-- Information follows --

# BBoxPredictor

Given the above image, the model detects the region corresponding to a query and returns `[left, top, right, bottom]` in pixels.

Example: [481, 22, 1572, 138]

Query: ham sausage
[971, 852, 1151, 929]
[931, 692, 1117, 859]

-- Information concluded --
-- Information follows --

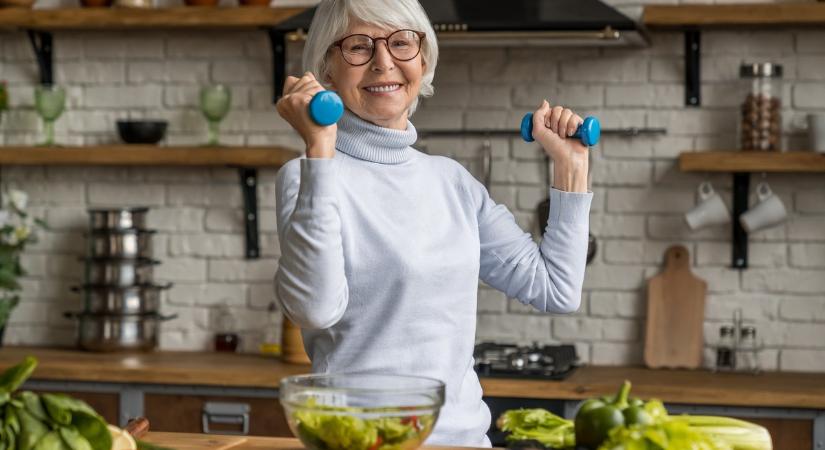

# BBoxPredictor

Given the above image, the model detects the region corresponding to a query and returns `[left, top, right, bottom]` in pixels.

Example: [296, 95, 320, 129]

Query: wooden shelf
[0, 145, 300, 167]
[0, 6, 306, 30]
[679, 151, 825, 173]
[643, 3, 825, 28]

-- Information concluded --

Work item »
Your response should be made up of the lines in the data that contain the word "Example".

Expected answer »
Example: [481, 22, 1572, 138]
Example: [296, 95, 320, 129]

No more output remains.